● **Aim**
Copy each of the following records word for word, keeping every line as it appears.

-------

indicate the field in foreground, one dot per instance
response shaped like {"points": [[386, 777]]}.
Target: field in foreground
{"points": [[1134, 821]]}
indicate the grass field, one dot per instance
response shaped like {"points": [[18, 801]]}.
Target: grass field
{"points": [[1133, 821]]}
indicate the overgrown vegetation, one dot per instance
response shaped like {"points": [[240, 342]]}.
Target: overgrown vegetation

-------

● **Full response**
indicate the field in foreground, one dot per instance
response shaped like {"points": [[386, 777]]}.
Target: field in foreground
{"points": [[1134, 821]]}
indicate the grass field, one dot per instance
response shaped like {"points": [[18, 801]]}.
Target: grass field
{"points": [[1133, 821]]}
indicate the overgrown vegetation, one dot per instance
response shaped like {"points": [[240, 342]]}.
Target: overgrown vegetation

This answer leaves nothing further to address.